● Directions:
(a) Reproduce the part of the forum thread on scaleless bearded dragons between "## purpleskyes (Oct" and "to make money.", inclusive.
(b) Continue the forum thread on scaleless bearded dragons from the point where it stops.

# Scaleless Beardie



## Zak (Jan 7, 2008)

Bearded Dragons and other Creatures

Was just browsing their site and came across that. Personally i think its vile but its really nice to see the breeders sit back and think about the welfare of an animal prior to breeding it because im sure people would love scaleless lizards (oh the irony) and hence there would be a demand.


----------



## georgieabc123 (Jul 17, 2008)

theres nothing wrong with leather backs not having as many rough scales dosent hinder them ......i dont think so anyways :blush:


----------



## weelad (Jul 25, 2006)

they look descusting as do scaless snakes


----------



## georgieabc123 (Jul 17, 2008)

are they bred to be like that and is it like forcing them to have a deformity ??? sorry i dont know to me they just look like beardies:lol2:


----------



## georgieabc123 (Jul 17, 2008)

eww soorry to double post but i scrolled down to have and now i know what your on about it looks like a frog ..........:werd:


----------



## weelad (Jul 25, 2006)

georgieabc123 said:


> eww soorry to double post but i scrolled down to have and now i know what your on about it looks like a frog ..........:werd:


 :lol2::lol2:


----------



## Smaug85 (Nov 27, 2008)

Silkbacks look pretty interesting


----------



## Coal And Ciller (Apr 27, 2008)

The Leather back Looks like one of thoose hairless dogs.

I Can see the look a like:lol2:


----------



## DiLam (Mar 30, 2008)

i saw these a while back, i dont really like them leatherbacks are ok but silk just look weird!


----------



## purpleskyes (Oct 15, 2007)

Coal And Ciller said:


> The Leather back Looks like one of thoose hairless dogs.
> 
> I Can see the look a like:lol2:


Arent those Cats???

I dont like the scaleless lizards they look very werid and if something is born with a deformity like that it shouldnt then be continued to be breed from to make money.


----------



## luke123 (Apr 13, 2008)

● Supplied material:
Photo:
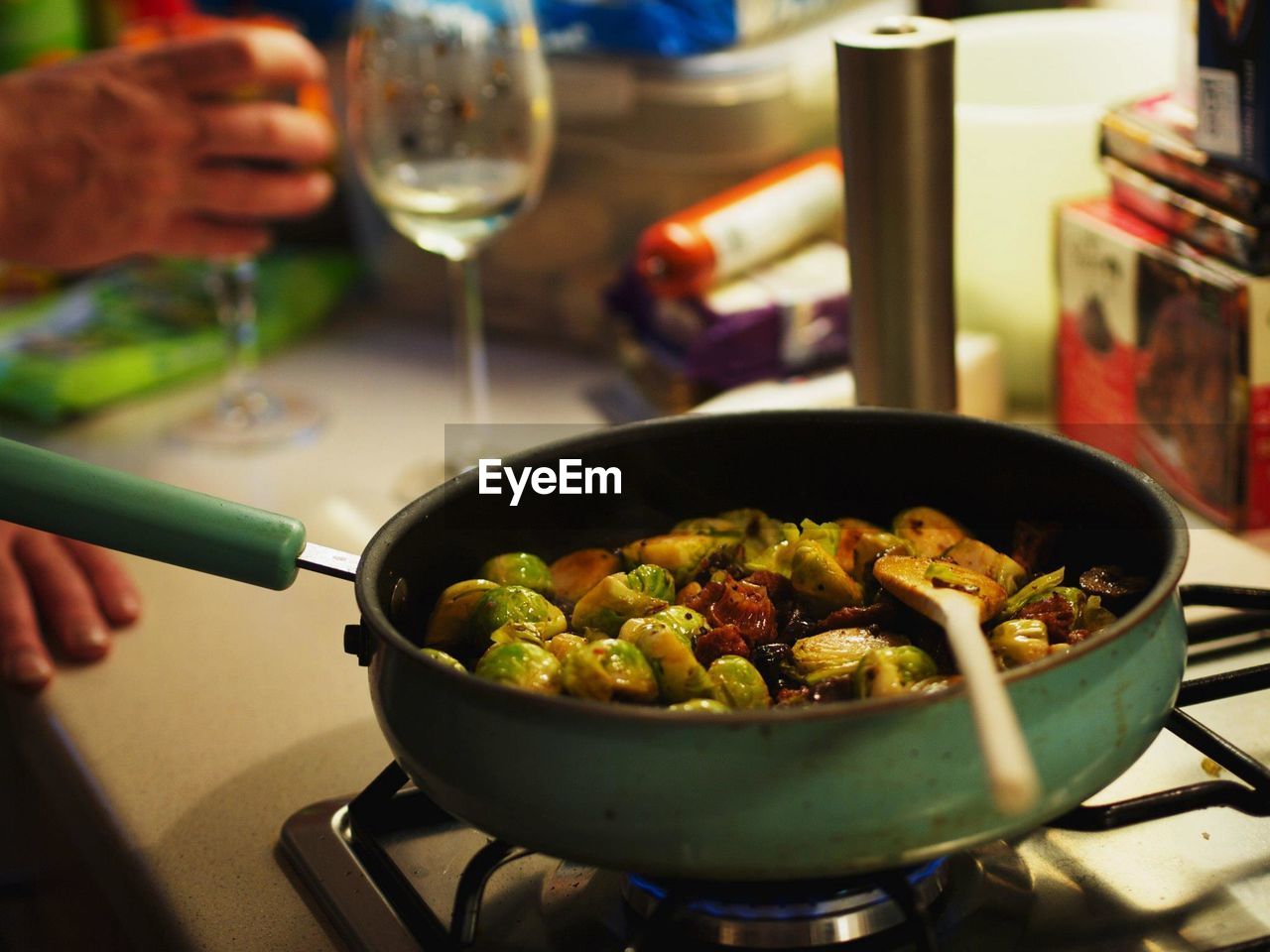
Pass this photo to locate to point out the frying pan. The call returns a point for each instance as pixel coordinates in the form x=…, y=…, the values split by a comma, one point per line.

● Set of answers:
(a)
## purpleskyes (Oct 15, 2007)

Coal And Ciller said:


> The Leather back Looks like one of thoose hairless dogs.
> 
> I Can see the look a like:lol2:


Arent those Cats???

I dont like the scaleless lizards they look very werid and if something is born with a deformity like that it shouldnt then be continued to be breed from to make money.

(b)
they werent born with a deformity like that, they were made just like any other morph of lizard. i havent read up about them since i hear of them a few months ago but then they found out that because they dont hae the scales that too much uv could damage them because they dont have the uv protective scales on their backs...


----------



## Coal And Ciller (Apr 27, 2008)

Purpleskyes the are hairless dogs. I first saw these in the discover dogs at Crufts.


----------



## spend_day (Apr 10, 2008)

the silkbacks look ugly kinda like this http://ww1.prweb.com/prfiles/2005/10/05/294252/ugliest.dog.sam.release.jpg lol

but the leather backs are ok


----------



## purpleskyes (Oct 15, 2007)

luke123 said:


> they werent born with a deformity like that, they were made just like any other morph of lizard. i havent read up about them since i hear of them a few months ago but then they found out that because they dont hae the scales that too much uv could damage them because they dont have the uv protective scales on their backs...


One was born without the scales which i would could as a deformity seeing as they are meant to have scales and then they continued to breed from it to make more of them. So no scales is detrimental to their health because of the UV, surely that is the definition of a deformity?


----------



## Coal And Ciller (Apr 27, 2008)

Great photo from link.


----------



## luke123 (Apr 13, 2008)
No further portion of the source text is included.